LA SOLICITUD ->
Reproduce de forma íntegra y literal el texto del documento que aparece a continuación, sobre el horizonte vertical del hombre y Dios, sin omitir ni alterar ningún carácter.

TEXTO DEL DOCUMENTO ->

--*--

El horizonte del hombre y Dios - y 3: El horizonte vertical del hombre

Tenemos que ser hechos de nuevo /…./
Sangraremos y chillaremos cuando nos arranquen trozos de piel, pero después, sorprendentemente, hallaremos debajo algo que jamás habíamos imaginado: un hombre real, un dios siempre joven, un hijo de Dios, fuerte, radiante, sabio, bello y bañado de gozo
”.

C.S. Lewis.
Dios en banquillo

Cómo debemos relacionarnos con el mundo en que vivimos: apasionadamente, pero sin dejar de lado a Aquel que creó al mismo, que nos creó a nosotros y que, por encima de todo y de todos, se manifiesta en cada uno de nosotros, es cuestión relacionada, directamente, con esa clara dualidad hombre-Dios-hombre. A pesar de esto, muchos, quizá se encuentren más a gusto en su soledad de hijos de Dios pensando que no tienen Padre Eterno porque así la seguridad de su vida, entienden, o pueden entenderlo, es más, digamos, acogedora. Preocuparse por algo que vaya más allá de nuestra vida es tan difícil…

Plantear soluciones ante esto puede resultar, ciertamente, peliagudo. Incluso se me puede decir que esto es, sólo, una opción personal. Es más, se pensará, muchos pensarán, que se trata de algo particular, muy particular, excesivamente propio y ajeno a los demás. Sin embargo esto, como tantas otras cosas, no es tan evidente. Es más, puedo asegurar que es todo lo contrario, ya que al ser, todos, hijos de un mismo Padre (la diferencia entre unos y otros es que unos sabemos que es así y otros pretenden ignorarlo) los planteamientos y las soluciones aplicables a ellos pueden aplicarse, sin menoscabo de las peculiaridades de cada cual, a los sujetos pasivos de las mismas pero activos en su ejercicio.

--*--

INFORMACIÓN PROPORCIONADA ->
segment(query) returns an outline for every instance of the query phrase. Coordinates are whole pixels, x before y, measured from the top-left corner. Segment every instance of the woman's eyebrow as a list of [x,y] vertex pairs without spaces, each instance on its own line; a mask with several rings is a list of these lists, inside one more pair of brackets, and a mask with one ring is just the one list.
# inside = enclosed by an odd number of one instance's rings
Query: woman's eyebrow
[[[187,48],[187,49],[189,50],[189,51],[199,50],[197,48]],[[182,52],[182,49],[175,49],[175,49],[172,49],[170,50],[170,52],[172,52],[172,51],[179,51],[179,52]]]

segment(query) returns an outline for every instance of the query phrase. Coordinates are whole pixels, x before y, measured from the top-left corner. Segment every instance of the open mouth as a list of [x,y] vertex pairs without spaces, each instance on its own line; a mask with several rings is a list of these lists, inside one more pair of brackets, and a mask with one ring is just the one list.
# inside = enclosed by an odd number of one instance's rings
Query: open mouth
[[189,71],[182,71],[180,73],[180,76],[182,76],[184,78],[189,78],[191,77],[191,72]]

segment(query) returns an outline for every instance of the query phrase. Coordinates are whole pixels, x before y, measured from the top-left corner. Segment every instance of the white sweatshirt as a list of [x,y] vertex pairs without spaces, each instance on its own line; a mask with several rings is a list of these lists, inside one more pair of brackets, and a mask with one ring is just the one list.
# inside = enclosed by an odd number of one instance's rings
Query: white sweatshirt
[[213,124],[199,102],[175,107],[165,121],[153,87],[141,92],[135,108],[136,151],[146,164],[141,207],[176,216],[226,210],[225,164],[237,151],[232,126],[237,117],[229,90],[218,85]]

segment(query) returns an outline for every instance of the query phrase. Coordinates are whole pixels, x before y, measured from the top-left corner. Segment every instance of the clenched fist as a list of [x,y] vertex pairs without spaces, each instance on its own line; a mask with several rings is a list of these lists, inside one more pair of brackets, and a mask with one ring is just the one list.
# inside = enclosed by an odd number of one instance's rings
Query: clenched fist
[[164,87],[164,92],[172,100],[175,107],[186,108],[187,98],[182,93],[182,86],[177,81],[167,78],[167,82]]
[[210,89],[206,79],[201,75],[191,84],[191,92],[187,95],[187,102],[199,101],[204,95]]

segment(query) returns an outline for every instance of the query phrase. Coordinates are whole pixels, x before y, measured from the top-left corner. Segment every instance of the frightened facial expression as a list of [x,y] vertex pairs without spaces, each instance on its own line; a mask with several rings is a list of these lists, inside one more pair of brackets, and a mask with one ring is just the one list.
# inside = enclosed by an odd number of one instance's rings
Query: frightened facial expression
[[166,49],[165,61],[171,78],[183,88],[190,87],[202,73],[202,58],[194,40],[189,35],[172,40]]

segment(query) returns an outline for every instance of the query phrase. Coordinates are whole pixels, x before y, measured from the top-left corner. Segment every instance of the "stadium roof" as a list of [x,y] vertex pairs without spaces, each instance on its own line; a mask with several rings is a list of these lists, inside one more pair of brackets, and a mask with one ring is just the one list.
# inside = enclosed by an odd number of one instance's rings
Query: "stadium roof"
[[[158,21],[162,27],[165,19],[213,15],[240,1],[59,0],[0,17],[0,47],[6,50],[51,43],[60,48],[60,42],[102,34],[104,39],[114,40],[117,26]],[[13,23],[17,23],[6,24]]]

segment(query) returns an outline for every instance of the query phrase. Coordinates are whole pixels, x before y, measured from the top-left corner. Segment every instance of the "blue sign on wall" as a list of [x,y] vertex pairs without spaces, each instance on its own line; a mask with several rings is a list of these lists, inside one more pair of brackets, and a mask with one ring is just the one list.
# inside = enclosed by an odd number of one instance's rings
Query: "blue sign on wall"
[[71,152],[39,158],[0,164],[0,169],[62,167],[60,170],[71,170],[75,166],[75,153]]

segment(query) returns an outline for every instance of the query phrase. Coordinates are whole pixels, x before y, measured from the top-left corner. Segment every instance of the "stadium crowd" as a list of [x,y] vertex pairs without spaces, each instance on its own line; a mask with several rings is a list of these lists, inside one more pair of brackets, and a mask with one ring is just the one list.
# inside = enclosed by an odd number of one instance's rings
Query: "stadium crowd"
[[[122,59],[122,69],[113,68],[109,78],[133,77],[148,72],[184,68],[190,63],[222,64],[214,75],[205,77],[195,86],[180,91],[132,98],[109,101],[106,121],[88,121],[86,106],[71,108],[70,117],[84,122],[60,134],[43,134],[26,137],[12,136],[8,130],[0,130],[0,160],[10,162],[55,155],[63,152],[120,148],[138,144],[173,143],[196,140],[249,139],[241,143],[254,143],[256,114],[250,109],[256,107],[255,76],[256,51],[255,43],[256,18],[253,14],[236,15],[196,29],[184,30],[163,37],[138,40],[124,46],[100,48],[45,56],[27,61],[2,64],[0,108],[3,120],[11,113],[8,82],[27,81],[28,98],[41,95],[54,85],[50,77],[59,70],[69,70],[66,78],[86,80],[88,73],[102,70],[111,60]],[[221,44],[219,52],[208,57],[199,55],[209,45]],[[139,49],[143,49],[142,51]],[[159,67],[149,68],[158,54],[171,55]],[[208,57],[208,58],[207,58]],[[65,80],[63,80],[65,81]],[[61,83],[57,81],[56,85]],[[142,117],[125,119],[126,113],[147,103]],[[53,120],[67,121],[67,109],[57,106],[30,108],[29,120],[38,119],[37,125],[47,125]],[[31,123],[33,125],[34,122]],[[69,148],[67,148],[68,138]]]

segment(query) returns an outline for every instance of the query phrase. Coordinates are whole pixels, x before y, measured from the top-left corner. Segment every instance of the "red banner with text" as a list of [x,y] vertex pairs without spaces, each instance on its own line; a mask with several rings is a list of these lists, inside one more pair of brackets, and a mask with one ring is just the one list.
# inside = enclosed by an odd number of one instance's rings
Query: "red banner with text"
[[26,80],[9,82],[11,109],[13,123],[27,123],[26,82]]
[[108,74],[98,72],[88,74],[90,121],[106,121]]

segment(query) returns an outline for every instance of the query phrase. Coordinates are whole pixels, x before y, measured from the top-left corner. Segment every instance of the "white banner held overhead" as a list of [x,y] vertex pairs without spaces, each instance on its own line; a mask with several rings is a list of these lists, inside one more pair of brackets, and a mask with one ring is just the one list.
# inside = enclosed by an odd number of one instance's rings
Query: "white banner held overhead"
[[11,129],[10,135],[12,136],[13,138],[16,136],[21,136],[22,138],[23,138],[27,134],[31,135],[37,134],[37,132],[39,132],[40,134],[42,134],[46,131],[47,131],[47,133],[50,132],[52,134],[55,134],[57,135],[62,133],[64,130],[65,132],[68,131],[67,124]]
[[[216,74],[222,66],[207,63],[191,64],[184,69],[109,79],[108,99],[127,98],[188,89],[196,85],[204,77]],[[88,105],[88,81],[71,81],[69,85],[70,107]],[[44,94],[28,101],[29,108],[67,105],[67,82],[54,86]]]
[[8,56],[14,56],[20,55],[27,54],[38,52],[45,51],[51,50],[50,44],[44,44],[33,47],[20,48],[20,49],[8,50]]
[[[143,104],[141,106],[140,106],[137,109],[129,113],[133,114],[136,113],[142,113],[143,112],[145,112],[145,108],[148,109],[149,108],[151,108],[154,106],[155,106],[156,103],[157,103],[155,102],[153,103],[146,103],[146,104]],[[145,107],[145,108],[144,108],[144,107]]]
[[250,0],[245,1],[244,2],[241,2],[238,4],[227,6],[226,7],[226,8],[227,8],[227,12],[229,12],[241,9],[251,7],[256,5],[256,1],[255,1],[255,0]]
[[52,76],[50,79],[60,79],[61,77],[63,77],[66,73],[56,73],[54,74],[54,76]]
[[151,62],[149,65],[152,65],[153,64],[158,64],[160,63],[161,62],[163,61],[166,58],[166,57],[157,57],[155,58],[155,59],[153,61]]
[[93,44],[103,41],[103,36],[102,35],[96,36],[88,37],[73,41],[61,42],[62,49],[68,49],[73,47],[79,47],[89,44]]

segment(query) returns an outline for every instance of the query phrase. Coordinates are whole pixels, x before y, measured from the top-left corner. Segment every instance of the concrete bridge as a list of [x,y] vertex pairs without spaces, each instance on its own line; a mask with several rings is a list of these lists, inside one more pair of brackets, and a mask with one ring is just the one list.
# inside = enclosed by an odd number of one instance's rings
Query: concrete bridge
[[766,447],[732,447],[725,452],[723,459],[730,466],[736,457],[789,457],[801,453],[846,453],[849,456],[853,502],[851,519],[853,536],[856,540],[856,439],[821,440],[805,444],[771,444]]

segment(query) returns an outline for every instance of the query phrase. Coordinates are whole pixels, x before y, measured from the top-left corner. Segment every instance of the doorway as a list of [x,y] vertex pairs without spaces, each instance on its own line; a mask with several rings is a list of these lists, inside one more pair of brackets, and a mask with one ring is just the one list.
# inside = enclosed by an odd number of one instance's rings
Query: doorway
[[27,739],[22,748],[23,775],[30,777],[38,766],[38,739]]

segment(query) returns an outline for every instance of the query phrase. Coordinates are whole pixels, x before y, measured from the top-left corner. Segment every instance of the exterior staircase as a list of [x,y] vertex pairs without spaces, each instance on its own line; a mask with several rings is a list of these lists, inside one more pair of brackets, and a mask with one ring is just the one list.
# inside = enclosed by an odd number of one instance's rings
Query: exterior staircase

--*--

RESULTADO DEL EJERCICIO ->
El horizonte del hombre y Dios - y 3: El horizonte vertical del hombre

Tenemos que ser hechos de nuevo /…./
Sangraremos y chillaremos cuando nos arranquen trozos de piel, pero después, sorprendentemente, hallaremos debajo algo que jamás habíamos imaginado: un hombre real, un dios siempre joven, un hijo de Dios, fuerte, radiante, sabio, bello y bañado de gozo
”.

C.S. Lewis.
Dios en banquillo

Cómo debemos relacionarnos con el mundo en que vivimos: apasionadamente, pero sin dejar de lado a Aquel que creó al mismo, que nos creó a nosotros y que, por encima de todo y de todos, se manifiesta en cada uno de nosotros, es cuestión relacionada, directamente, con esa clara dualidad hombre-Dios-hombre. A pesar de esto, muchos, quizá se encuentren más a gusto en su soledad de hijos de Dios pensando que no tienen Padre Eterno porque así la seguridad de su vida, entienden, o pueden entenderlo, es más, digamos, acogedora. Preocuparse por algo que vaya más allá de nuestra vida es tan difícil…

Plantear soluciones ante esto puede resultar, ciertamente, peliagudo. Incluso se me puede decir que esto es, sólo, una opción personal. Es más, se pensará, muchos pensarán, que se trata de algo particular, muy particular, excesivamente propio y ajeno a los demás. Sin embargo esto, como tantas otras cosas, no es tan evidente. Es más, puedo asegurar que es todo lo contrario, ya que al ser, todos, hijos de un mismo Padre (la diferencia entre unos y otros es que unos sabemos que es así y otros pretenden ignorarlo) los planteamientos y las soluciones aplicables a ellos pueden aplicarse, sin menoscabo de las peculiaridades de cada cual, a los sujetos pasivos de las mismas pero activos en su ejercicio.